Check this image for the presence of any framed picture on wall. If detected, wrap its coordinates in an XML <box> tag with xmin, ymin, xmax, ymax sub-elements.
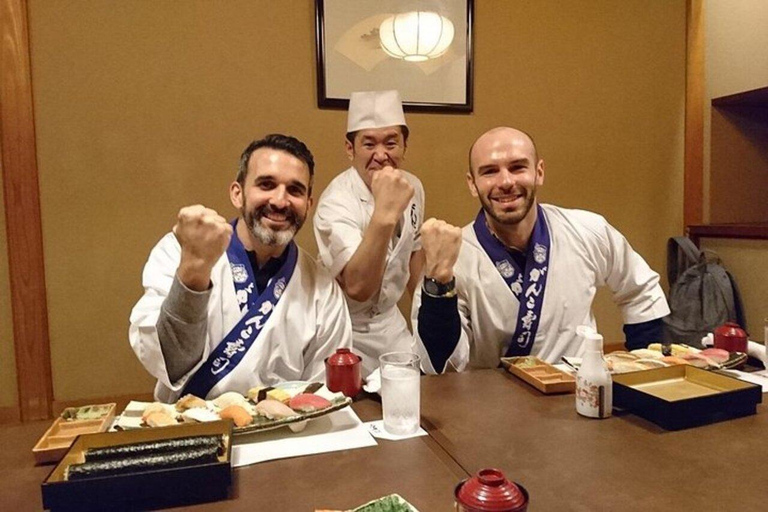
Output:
<box><xmin>315</xmin><ymin>0</ymin><xmax>474</xmax><ymax>112</ymax></box>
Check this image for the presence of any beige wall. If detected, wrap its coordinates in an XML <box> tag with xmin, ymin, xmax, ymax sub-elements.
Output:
<box><xmin>703</xmin><ymin>0</ymin><xmax>768</xmax><ymax>218</ymax></box>
<box><xmin>704</xmin><ymin>0</ymin><xmax>768</xmax><ymax>98</ymax></box>
<box><xmin>702</xmin><ymin>0</ymin><xmax>768</xmax><ymax>340</ymax></box>
<box><xmin>29</xmin><ymin>0</ymin><xmax>685</xmax><ymax>400</ymax></box>
<box><xmin>0</xmin><ymin>164</ymin><xmax>19</xmax><ymax>407</ymax></box>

* [WHAT IS EXPECTED] Render every line of the rows above as a JSON list of strings, one string per line, skipping any blank lines. Leave the pictures out.

* [REPLY TO THE TASK]
[
  "Check this image for the presence of any framed picture on wall. If detected, wrap its coordinates in an XML <box> tag with xmin, ymin, xmax, ymax sub-elements.",
  "Output:",
  "<box><xmin>315</xmin><ymin>0</ymin><xmax>474</xmax><ymax>112</ymax></box>",
  "Check this image for the presence of any beige wall. If detected, wrap its coordinates in an XML <box> tag with xmin, ymin, xmax, ymax sub-elements.",
  "Output:",
  "<box><xmin>703</xmin><ymin>0</ymin><xmax>768</xmax><ymax>218</ymax></box>",
  "<box><xmin>704</xmin><ymin>0</ymin><xmax>768</xmax><ymax>98</ymax></box>",
  "<box><xmin>702</xmin><ymin>0</ymin><xmax>768</xmax><ymax>340</ymax></box>",
  "<box><xmin>29</xmin><ymin>0</ymin><xmax>685</xmax><ymax>400</ymax></box>",
  "<box><xmin>0</xmin><ymin>164</ymin><xmax>19</xmax><ymax>407</ymax></box>"
]